Location labeling records
_____

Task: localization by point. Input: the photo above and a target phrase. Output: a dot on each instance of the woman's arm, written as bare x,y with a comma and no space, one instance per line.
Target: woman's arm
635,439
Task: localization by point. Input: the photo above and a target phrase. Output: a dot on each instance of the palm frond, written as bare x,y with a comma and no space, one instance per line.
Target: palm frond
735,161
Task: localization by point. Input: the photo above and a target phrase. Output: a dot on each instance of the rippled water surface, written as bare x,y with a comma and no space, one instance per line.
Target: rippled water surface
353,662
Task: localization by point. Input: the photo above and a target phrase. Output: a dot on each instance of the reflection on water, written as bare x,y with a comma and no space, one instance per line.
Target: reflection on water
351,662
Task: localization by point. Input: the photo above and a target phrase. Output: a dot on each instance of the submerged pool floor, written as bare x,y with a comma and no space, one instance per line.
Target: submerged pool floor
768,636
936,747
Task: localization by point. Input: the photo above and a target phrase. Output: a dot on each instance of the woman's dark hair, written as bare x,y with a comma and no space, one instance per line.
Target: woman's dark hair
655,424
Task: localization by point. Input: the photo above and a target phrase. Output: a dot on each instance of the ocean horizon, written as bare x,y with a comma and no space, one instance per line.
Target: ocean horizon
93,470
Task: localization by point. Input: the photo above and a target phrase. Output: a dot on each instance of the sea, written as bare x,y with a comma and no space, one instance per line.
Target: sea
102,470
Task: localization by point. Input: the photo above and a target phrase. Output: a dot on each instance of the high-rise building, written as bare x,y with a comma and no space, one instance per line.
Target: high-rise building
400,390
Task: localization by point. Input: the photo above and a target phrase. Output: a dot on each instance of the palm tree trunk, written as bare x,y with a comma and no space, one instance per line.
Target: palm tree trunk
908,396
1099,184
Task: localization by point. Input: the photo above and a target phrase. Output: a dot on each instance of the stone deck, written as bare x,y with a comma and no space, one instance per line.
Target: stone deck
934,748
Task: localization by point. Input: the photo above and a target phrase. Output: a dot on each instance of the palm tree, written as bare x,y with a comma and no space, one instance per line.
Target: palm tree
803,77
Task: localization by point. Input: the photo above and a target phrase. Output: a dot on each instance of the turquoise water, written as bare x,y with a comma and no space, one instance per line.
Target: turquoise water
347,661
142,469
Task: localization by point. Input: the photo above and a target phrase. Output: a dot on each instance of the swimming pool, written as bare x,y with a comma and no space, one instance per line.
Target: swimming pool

_____

### Work to complete
Edit the data above so that every instance of "localization by point" reads "point localization", and leave all other text as it is.

### Solution to this exercise
Task: point localization. Input: the photo above and a target phrase. Output: a dot on each instance of the woman's arm, written as bare x,y with a comma and no space, one instance per line.
Target: woman's arm
635,439
Task: point localization. Input: the photo above and a target phrase. Output: a dot on each instance of the palm frond, written as bare x,y with a comma and no space, one instance per line.
Target: palm frond
735,161
Task: point localization. Input: the photo above and a target phrase. Output: a dot on each instance of the rippled water surface, written as bare x,y with a comma and no space, one instance per line.
Target: rippled water surface
353,662
Task: point localization. Input: the photo above and a target phrase. Output: a dot on each instance of the reflection on water, written as bare x,y with a comma and no space, one instance per line.
Target: reflection on water
351,662
Task: point localization. Input: the photo above and a target phrase. Output: a dot on each instance of the submerged pool floor, written as bare x,y with a comma and no space, one instance per line.
Target: submerged pool floor
768,636
936,747
Task: point localization. Input: the photo above and a target phrase. Output: a dot on each instance of the woman's dark hair, written as bare x,y with a comma and no space, one instance per line.
Target: woman's dark hair
655,424
Task: point localization. Input: the photo above and a target phrase. Output: a dot on each instance of the ocean horizon, written as bare x,y with a comma and no space, one instance per line.
Target: ocean horizon
93,470
Task: point localization. Input: the photo above and a target phrase. Output: a dot on each instance of the sea, written as bare x,y with a comma and no space, one instance per line.
Target: sea
102,470
Task: point localization. Input: the photo above and a target phrase. Output: a dot on each instance of the high-rise building, written as bare x,y with a comma and no space, one instance per line.
Target: high-rise building
400,390
Task: point localization. Input: the photo above and a target phrase. Output: a dot on each instance of the palm tree trunk, written as bare x,y with a comma and no space, one instance per line.
Target: palm tree trunk
908,396
1099,184
Task: point localization. Input: the photo above and a target phrase. Output: a dot on each instance of the stone deck, written as bare x,y with a comma and no space, one instance per line.
Target: stone deck
934,748
Task: point localization. Input: the photo above and a target phrase. Output: a dot on each instance of the palm tree, written as bare x,y with a comma and no space, one instance per line.
Target: palm tree
803,77
Task: point localization. Input: the photo above and a target phrase. Output: a dot on each instance of the turquoise water, written as bare x,y with a comma and no space, one instance per line.
Target: turquoise water
347,661
142,469
Task: point localization. Input: the photo above and a target phrase. Output: a dot on each instance of the swimming pool, written as bare x,y with a comma and no space, one instance per line.
Target: swimming pool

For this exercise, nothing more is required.